## Start Excerpted passage

Re: Semantic Web Search engines/Billion Triple Challenge or other data-sets? from Melvin Carvalho on 2016-06-22 (semantic-web@w3.org from June 2016)

From: Melvin Carvalho <melvincarvalho@gmail.com>
Date: Wed, 22 Jun 2016 17:28:11 +0200
To: Harry Halpin <hhalpin@ibiblio.org>
Cc: Semantic Web <semantic-web@w3.org>
Message-ID: <CAKaEYhK_7o=_5TKQQyqQ50+iqYqduGJdrG39=zpoyx1v8ZBJSA@mail.gmail.com>

On 22 June 2016 at 16:55, Harry Halpin <hhalpin@ibiblio.org> wrote:

> Are there any data-sets available that are realistic snapshots of the
> state of linked data in 2016?
>
> I used to search using Sindice, but it's been down a while.
>
> I see Swoogle is still up (http://swoogle.umbc.edu) but not sure if it's
> updated its index.
>
> Also, a bunch of triples in the raw would also be fine, ala the BTC (but a
> recent data-set, at least 2014 or later).
>

Im not sure it's going to be possible to see everything that's out there,
because linked data from what I can see starting the shift from 100% open
and public to a combination of public, shared and private.

Personally, Im adding 100k triples to my knowledge base every day.  I
expect that will be 1 million next year, and increasing after that.

I was at coffee at my co working space lately and someone mentioned to me
they are working with a 1 trillion+ triple private data store.

I see this trend continuing.

IMHO the next frontier of semantic search is a little more P2P, shared and
access controlled as more people start to build up caches of the web
(perhaps for speed of access and offline) and index that content.  It ought
to be possible to share that kind of data socially, using technologies like
Solid.

>
>   yours,
>    harry
>
>

Received on Wednesday, 22 June 2016 15:28:45 UTC

## End Excerpted passage

> **Stated exercise 1**
Reproduce the part of the linked data reply from "On 22 June 2016" to "2014 or later).".

## Start Records to process

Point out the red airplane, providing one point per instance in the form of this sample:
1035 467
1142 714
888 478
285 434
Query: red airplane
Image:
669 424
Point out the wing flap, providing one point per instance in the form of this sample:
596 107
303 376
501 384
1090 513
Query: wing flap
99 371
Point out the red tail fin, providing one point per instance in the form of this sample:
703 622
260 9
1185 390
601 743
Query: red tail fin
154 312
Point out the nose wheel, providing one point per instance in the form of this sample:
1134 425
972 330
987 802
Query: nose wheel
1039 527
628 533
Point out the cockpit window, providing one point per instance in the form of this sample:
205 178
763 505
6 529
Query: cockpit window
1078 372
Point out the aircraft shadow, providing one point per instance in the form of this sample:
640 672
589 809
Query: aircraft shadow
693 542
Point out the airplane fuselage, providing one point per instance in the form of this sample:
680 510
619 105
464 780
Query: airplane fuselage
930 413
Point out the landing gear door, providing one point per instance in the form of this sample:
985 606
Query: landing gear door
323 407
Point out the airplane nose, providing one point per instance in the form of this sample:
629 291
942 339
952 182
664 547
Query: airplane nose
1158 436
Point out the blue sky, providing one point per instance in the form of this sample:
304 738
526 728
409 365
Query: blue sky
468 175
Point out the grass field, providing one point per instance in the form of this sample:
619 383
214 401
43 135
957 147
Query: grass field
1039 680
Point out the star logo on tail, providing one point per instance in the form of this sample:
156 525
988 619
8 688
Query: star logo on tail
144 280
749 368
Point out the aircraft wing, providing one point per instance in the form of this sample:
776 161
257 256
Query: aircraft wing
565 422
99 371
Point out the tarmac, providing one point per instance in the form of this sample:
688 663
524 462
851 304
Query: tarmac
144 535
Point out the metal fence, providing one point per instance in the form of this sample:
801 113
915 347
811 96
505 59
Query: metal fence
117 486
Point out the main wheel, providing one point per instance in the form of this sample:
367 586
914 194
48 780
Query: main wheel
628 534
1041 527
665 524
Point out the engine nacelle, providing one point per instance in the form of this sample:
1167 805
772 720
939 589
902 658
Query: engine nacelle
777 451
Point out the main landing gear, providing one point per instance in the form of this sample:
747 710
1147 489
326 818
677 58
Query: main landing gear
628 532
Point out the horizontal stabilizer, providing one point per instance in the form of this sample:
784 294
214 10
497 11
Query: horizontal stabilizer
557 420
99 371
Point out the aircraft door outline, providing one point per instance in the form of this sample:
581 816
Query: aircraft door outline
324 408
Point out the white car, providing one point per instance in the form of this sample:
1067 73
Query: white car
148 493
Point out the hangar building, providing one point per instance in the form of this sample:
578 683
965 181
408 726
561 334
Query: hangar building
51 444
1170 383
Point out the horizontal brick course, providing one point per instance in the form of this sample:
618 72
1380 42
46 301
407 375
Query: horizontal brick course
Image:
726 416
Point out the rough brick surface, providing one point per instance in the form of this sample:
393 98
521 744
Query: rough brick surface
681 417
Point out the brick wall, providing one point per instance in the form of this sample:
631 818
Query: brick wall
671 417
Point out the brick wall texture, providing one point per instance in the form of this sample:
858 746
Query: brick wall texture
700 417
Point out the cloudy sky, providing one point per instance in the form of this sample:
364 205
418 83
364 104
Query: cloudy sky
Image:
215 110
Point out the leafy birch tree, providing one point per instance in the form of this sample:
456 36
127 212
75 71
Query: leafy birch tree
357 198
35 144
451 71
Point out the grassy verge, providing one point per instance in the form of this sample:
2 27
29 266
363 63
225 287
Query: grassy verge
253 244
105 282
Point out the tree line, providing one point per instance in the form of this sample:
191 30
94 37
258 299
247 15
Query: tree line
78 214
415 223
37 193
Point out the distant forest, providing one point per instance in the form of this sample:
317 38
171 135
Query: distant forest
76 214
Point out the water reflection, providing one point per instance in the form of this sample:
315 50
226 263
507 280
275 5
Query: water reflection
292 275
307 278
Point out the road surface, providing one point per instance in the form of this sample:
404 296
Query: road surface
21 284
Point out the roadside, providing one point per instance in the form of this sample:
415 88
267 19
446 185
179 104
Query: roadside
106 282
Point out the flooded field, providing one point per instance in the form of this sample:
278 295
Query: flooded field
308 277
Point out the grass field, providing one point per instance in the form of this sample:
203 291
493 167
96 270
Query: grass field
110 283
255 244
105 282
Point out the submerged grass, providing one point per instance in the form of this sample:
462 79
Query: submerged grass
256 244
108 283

## End Records to process

> **Stated exercise 2**
Locate every line in the records that contains the string "building". Case matters.

> **Complete answer 1**
On 22 June 2016 at 16:55, Harry Halpin <hhalpin@ibiblio.org> wrote:

> Are there any data-sets available that are realistic snapshots of the
> state of linked data in 2016?
>
> I used to search using Sindice, but it's been down a while.
>
> I see Swoogle is still up (http://swoogle.umbc.edu) but not sure if it's
> updated its index.
>
> Also, a bunch of triples in the raw would also be fine, ala the BTC (but a
> recent data-set, at least 2014 or later).

> **Complete answer 2**
Point out the hangar building, providing one point per instance in the form of this sample:
Query: hangar building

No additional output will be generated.